**Work to do**
Write out each entry again. Keep every word exactly as it is.
BEGIN Exercise input
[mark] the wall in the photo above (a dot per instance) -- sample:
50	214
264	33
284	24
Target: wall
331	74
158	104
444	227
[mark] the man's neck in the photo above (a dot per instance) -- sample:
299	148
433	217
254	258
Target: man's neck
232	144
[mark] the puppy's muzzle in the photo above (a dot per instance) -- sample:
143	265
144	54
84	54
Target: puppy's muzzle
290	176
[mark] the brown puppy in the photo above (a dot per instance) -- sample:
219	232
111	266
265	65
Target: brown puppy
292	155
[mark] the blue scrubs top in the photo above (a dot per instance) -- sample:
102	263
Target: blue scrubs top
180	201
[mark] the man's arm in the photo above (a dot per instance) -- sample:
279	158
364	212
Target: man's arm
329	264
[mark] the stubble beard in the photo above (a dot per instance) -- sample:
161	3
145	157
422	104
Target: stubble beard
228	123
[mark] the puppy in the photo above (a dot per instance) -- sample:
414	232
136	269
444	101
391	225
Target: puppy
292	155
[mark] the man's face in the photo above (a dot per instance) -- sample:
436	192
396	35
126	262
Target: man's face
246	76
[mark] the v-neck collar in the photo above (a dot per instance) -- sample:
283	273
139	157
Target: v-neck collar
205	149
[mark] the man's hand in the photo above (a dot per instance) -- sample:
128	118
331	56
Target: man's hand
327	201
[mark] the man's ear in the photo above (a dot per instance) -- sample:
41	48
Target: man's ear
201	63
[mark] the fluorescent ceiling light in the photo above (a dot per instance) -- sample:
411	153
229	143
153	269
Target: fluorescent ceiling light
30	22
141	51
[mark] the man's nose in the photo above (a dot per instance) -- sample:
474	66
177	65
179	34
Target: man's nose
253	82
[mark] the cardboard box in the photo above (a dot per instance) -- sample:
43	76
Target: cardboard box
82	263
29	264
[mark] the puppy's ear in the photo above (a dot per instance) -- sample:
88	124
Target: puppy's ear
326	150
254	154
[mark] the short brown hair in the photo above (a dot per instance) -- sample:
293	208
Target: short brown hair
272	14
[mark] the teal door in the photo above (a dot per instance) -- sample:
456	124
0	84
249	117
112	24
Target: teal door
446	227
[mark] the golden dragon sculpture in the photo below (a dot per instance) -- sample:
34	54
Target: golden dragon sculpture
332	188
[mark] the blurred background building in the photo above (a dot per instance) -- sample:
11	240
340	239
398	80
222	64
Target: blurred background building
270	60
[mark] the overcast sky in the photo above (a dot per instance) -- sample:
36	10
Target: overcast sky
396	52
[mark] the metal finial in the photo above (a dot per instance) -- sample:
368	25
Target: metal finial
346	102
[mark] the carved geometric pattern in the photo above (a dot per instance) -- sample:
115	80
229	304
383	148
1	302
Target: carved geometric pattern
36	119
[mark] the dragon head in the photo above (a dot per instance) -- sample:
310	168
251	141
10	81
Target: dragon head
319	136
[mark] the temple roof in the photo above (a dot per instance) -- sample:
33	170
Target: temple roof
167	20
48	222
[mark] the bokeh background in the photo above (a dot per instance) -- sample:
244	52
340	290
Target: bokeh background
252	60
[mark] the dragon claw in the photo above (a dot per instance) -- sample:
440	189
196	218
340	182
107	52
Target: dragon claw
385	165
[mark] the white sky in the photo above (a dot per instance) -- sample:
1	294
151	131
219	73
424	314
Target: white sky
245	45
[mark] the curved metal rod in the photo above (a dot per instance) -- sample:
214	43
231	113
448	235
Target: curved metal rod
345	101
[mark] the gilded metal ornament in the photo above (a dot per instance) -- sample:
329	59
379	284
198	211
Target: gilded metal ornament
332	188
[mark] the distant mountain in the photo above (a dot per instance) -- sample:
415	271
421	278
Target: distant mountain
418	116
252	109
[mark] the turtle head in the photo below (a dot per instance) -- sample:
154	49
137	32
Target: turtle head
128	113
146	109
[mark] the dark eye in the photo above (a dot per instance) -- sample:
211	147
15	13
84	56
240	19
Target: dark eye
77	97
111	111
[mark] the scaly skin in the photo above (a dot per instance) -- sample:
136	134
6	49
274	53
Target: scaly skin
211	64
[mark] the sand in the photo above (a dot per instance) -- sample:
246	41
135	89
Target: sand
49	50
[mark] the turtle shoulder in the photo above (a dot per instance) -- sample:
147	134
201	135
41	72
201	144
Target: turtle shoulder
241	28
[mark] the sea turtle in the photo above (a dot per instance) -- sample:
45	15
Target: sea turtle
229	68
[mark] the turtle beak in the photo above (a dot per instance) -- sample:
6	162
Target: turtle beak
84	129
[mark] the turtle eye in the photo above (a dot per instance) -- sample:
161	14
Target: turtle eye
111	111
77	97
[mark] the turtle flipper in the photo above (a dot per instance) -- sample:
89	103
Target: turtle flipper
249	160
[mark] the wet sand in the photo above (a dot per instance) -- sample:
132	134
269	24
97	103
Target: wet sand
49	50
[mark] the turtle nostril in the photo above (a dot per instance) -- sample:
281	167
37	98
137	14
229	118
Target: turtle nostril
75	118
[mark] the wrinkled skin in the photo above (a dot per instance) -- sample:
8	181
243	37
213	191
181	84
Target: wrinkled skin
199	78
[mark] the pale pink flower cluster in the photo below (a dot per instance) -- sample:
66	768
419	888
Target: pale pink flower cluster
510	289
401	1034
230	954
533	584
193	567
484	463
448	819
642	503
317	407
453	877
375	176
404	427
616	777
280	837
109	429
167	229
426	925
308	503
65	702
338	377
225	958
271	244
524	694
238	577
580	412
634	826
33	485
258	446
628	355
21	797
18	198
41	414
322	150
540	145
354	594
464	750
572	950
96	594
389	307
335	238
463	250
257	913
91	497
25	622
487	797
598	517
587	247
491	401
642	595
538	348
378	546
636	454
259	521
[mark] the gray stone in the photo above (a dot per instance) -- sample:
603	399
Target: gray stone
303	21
END Exercise input
**The result**
[mark] the wall in the photo above (a dot per instance) -- sample:
50	214
264	33
284	24
Target: wall
331	74
158	104
444	227
[mark] the man's neck in the photo above (a dot per instance) -- sample:
299	148
433	217
254	258
Target: man's neck
232	144
[mark] the puppy's muzzle in the photo above (a dot per instance) -- sample:
143	265
144	54
84	54
Target: puppy's muzzle
290	176
[mark] the brown puppy in the photo above (a dot per instance) -- sample:
219	232
111	266
265	65
Target: brown puppy
292	155
[mark] the blue scrubs top in the photo above (a dot per instance) -- sample:
102	263
Target: blue scrubs top
180	201
[mark] the man's arm in the photo above (a dot per instance) -- sample:
279	158
364	212
Target: man's arm
329	264
[mark] the stubble beard in the photo above (a dot per instance) -- sample:
161	3
145	157
422	104
Target: stubble beard
228	123
[mark] the puppy in the photo above (a dot per instance) -- sample:
414	232
136	269
444	101
391	225
Target: puppy
292	155
[mark] the man's face in the photo above (a dot per instance) -- sample:
436	192
396	35
126	262
Target: man's face
246	76
[mark] the v-neck collar in the photo above (a dot per instance) -- sample:
283	273
139	157
Target: v-neck collar
205	149
[mark] the man's hand in the photo above (a dot per instance) -- sample:
128	118
331	56
Target: man's hand
327	201
[mark] the man's ear in the photo above (a dot per instance) -- sample:
41	48
Target: man's ear
201	63
[mark] the fluorescent ceiling light in the photo above (a dot per instance) -- sample:
411	153
229	143
153	269
Target: fluorescent ceiling light
30	22
141	51
[mark] the man's nose in the photo above (a dot per instance) -- sample:
474	66
177	65
179	34
Target: man's nose
253	82
[mark] the cardboard box in the photo above (a dot per instance) -- sample:
43	76
Target: cardboard box
82	263
29	264
[mark] the puppy's ear in the photo above (a dot per instance) -- sample:
88	124
Target: puppy's ear
326	150
254	154
[mark] the short brown hair in the photo above (a dot per instance) -- sample:
293	208
Target: short brown hair
272	14
[mark] the teal door in the photo above (a dot per instance) -- sample:
456	124
0	84
249	117
112	24
Target: teal door
446	227
[mark] the golden dragon sculpture in the photo below (a dot per instance) -- sample:
34	54
Target: golden dragon sculpture
332	188
[mark] the blurred background building in the photo above (a dot per instance) -- sample:
11	240
340	239
398	80
222	64
Target: blurred background building
270	60
[mark] the overcast sky in the photo above (a dot per instance) -- sample:
36	10
Target: overcast sky
396	52
[mark] the metal finial in the photo above (a dot per instance) -- sample:
368	25
Target: metal finial
346	102
[mark] the carved geometric pattern in the photo above (a dot per instance) -- sample:
115	80
229	304
383	148
1	302
Target: carved geometric pattern
36	119
[mark] the dragon head in the photo above (a dot per instance) -- sample:
310	168
251	141
10	81
Target: dragon head
319	136
[mark] the temple roof in the photo above (a dot per instance) -- sample:
33	170
Target: temple roof
167	20
48	222
[mark] the bokeh background in the photo above (a dot per instance) -- sample:
244	52
340	290
Target: bokeh background
252	60
[mark] the dragon claw in the photo above (a dot per instance) -- sample:
440	189
196	218
340	182
107	52
Target: dragon claw
385	165
[mark] the white sky in the photo above (a dot per instance) -- sample:
1	294
151	131
219	73
424	314
Target: white sky
245	45
[mark] the curved metal rod in the photo above (a dot per instance) -- sample:
214	43
231	113
448	235
Target: curved metal rod
345	101
[mark] the gilded metal ornament in the photo above (a dot per instance) -- sample:
329	59
379	284
198	211
Target: gilded metal ornament
332	188
[mark] the distant mountain in the photo above (a dot per instance) -- sample:
415	271
421	278
Target: distant mountain
418	116
252	109
[mark] the turtle head in the photo below (a dot per instance) -- sample:
154	49
137	32
Target: turtle head
128	113
146	109
[mark] the dark eye in the photo above (a dot per instance) -- sample:
211	147
15	13
84	56
240	19
Target: dark eye
77	97
111	111
[mark] the scaly skin in the photo above (a dot per instance) -- sample:
136	134
6	49
274	53
Target: scaly skin
211	64
[mark] the sand in the photo above (a dot per instance) -- sample:
246	41
135	89
Target: sand
49	50
[mark] the turtle shoulder in the photo above (a dot per instance) -- sample:
147	134
201	135
41	72
201	144
Target: turtle shoulder
241	28
[mark] the sea turtle in the photo above (a dot per instance) -- sample:
45	15
Target: sea turtle
229	68
[mark] the turtle beak in the photo above (a dot per instance) -- sample:
6	162
Target: turtle beak
84	129
[mark] the turtle eye in the photo above (a dot per instance) -- sample:
161	14
Target: turtle eye
111	111
77	97
[mark] the turtle flipper in the photo above (a dot per instance) -- sample:
89	103
Target: turtle flipper
249	160
[mark] the wet sand in the photo above (a dot per instance) -- sample:
132	134
269	24
97	103
Target: wet sand
49	50
[mark] the turtle nostril in the photo above (a dot per instance) -- sample:
281	167
37	98
137	14
229	118
Target: turtle nostril
75	118
[mark] the wrinkled skin in the photo above (a dot per instance) -- sample:
8	181
243	37
213	191
181	84
Target: wrinkled skin
199	78
[mark] the pale pink flower cluster in the photo below (a dot per instance) -- sample:
66	768
419	888
Target: pale pink flower cluster
510	289
401	1034
230	954
533	584
193	567
484	463
448	819
642	503
317	407
453	877
375	176
404	427
616	777
280	837
109	429
167	229
426	925
308	503
65	702
338	377
225	958
271	244
524	694
238	577
580	412
634	826
33	485
258	446
628	355
21	797
18	198
41	414
322	150
540	145
354	594
464	750
572	950
96	594
389	307
335	238
463	250
257	913
91	497
25	622
487	797
598	517
587	247
491	401
642	595
538	348
378	546
636	454
259	521
[mark] the gray stone in the photo above (a dot per instance) -- sample:
603	399
Target: gray stone
303	21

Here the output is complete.